**TASK TO CARRY OUT:** Can you output the lines of the records below as a JSON list of strings, one string per line with blank lines omitted, covering only the line that contains "Where can the red car" through the end of the records, both ends included?

++++ RECORDS SUPPLIED ++++

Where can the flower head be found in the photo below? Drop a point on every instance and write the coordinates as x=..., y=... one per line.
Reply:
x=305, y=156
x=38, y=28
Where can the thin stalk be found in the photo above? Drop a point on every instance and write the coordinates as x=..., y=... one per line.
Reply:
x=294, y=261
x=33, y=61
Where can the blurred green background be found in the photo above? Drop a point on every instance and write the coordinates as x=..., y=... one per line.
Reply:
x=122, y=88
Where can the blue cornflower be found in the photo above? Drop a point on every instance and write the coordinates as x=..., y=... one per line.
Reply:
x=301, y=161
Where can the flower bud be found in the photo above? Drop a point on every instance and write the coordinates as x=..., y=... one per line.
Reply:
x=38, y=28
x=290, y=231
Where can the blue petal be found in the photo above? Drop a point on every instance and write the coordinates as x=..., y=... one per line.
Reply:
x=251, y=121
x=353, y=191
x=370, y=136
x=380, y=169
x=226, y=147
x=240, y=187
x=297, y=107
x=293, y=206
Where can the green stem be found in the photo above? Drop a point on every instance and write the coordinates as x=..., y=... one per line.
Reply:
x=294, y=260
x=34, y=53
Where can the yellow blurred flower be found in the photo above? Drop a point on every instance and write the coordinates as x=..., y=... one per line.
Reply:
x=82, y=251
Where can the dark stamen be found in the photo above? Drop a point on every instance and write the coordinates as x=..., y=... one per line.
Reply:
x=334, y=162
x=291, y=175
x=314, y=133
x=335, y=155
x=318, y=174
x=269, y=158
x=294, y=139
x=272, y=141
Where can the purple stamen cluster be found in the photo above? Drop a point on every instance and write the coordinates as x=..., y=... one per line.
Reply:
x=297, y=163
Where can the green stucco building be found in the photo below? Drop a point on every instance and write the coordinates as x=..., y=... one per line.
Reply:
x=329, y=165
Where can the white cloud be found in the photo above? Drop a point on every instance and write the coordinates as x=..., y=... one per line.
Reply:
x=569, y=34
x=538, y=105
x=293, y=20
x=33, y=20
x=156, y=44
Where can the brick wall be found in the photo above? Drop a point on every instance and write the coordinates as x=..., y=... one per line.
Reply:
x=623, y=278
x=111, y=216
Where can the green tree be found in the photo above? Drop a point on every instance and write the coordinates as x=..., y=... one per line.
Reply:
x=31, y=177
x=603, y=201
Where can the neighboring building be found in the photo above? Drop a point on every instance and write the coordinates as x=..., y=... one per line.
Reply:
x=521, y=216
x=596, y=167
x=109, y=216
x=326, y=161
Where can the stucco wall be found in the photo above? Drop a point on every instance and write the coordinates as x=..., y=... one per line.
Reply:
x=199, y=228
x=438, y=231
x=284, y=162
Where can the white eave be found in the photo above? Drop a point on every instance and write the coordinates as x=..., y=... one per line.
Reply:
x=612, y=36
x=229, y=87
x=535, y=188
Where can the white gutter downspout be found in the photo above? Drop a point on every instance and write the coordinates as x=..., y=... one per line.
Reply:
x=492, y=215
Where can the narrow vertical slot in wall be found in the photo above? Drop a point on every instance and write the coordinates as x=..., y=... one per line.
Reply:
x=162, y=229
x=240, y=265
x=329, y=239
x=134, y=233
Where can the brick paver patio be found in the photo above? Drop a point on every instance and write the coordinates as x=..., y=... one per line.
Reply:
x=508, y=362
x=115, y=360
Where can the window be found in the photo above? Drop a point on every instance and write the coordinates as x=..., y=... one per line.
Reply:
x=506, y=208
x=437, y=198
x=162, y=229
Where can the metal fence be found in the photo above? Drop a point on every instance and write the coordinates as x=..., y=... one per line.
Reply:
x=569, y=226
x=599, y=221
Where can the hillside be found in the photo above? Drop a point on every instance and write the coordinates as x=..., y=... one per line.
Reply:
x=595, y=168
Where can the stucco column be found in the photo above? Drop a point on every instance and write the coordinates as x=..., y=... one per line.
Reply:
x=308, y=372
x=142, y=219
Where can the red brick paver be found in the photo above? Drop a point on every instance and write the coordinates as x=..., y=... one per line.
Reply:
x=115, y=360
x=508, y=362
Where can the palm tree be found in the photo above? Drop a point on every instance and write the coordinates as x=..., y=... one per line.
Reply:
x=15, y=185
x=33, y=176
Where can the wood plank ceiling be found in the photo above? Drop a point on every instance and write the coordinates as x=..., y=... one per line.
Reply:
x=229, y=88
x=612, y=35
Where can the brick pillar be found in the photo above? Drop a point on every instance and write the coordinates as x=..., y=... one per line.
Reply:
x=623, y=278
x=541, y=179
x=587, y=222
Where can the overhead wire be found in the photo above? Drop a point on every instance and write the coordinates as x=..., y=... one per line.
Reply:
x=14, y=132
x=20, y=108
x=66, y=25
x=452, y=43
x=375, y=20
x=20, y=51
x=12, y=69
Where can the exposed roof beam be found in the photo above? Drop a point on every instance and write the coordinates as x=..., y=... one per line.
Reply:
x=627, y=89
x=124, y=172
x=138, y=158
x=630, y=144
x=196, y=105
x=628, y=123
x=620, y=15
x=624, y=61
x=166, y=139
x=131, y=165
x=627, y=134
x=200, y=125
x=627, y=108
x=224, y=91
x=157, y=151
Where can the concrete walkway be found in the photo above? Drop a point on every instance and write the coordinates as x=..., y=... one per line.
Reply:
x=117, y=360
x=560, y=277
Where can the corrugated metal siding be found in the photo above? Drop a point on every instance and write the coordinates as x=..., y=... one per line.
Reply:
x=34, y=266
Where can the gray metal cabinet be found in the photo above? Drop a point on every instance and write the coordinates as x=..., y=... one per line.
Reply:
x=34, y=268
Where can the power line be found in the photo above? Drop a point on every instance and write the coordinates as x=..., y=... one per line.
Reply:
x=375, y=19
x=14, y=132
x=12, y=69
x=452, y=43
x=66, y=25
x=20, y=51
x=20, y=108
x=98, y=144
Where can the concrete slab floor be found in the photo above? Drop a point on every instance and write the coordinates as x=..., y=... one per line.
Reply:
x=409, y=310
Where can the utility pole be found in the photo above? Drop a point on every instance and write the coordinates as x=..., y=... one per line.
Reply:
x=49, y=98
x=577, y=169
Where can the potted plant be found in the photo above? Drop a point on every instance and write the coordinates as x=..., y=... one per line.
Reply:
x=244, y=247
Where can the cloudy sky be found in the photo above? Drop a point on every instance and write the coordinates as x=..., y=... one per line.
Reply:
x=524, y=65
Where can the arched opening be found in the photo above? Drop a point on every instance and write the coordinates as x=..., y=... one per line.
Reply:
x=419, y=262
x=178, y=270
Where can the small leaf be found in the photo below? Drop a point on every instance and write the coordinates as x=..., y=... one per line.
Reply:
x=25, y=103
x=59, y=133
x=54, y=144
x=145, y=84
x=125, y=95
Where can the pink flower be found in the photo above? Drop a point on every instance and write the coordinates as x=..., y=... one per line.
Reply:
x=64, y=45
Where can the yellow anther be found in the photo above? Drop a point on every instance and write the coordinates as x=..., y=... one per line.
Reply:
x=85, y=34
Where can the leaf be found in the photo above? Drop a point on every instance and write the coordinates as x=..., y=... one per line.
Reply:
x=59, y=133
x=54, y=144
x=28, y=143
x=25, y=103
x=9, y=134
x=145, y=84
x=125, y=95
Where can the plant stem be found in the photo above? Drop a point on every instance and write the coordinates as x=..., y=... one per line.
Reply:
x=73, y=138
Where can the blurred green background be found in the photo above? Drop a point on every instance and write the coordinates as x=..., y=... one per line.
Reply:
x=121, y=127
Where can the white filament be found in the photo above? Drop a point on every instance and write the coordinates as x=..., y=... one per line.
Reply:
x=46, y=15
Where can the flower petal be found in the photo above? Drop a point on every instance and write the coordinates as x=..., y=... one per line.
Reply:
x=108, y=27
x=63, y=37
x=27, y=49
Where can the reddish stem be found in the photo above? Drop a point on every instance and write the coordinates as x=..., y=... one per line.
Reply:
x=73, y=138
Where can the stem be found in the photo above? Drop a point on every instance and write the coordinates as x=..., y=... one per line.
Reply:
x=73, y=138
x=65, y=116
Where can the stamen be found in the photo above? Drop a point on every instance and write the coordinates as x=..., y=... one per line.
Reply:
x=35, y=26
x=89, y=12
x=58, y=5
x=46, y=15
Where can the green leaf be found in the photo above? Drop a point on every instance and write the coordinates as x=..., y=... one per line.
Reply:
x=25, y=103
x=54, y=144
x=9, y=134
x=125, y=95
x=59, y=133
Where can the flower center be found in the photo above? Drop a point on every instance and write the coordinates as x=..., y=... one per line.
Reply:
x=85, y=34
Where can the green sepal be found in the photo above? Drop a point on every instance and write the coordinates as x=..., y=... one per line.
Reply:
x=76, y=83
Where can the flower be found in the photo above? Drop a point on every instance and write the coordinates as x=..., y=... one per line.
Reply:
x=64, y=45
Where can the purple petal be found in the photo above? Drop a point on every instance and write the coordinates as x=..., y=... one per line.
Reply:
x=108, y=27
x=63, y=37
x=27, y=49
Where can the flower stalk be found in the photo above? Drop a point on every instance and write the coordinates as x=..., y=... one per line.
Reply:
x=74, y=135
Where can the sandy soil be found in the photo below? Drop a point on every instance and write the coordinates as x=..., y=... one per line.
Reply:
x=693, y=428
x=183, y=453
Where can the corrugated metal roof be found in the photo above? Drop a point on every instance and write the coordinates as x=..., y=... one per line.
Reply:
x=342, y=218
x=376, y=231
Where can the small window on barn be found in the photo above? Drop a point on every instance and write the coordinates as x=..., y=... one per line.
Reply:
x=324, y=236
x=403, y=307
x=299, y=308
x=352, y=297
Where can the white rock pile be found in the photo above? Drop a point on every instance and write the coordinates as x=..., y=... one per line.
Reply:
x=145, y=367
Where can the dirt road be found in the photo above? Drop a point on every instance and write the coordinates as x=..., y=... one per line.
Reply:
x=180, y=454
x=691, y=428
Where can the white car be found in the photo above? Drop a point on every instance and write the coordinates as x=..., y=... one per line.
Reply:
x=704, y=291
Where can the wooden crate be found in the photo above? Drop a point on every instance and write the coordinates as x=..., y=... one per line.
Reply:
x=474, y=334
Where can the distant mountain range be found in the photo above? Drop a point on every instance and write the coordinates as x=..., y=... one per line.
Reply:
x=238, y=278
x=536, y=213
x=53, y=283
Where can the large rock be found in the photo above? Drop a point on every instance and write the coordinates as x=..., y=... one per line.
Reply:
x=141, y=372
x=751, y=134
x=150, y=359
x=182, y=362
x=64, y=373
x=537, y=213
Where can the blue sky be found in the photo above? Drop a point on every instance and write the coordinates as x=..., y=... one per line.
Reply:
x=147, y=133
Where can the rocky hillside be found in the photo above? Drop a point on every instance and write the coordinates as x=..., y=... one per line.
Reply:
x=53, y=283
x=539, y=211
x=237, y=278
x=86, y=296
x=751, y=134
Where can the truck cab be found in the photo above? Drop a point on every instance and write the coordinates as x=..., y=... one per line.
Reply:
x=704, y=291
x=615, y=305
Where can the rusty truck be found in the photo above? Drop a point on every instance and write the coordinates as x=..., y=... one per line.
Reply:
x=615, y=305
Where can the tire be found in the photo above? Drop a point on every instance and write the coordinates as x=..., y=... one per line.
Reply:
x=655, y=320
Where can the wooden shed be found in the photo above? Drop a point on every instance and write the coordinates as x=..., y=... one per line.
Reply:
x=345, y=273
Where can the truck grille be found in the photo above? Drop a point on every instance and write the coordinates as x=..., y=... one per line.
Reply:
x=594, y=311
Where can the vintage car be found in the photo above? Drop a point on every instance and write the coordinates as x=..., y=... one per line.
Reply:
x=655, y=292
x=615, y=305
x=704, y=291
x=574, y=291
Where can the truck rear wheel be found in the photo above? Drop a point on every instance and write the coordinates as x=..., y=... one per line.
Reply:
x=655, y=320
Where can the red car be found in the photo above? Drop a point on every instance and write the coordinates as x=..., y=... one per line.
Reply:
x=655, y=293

++++

**PROBLEM SOLUTION:**
[
  "Where can the red car be found in the photo above? Drop a point on every instance and write the coordinates as x=..., y=... one per line.",
  "Reply:",
  "x=655, y=293"
]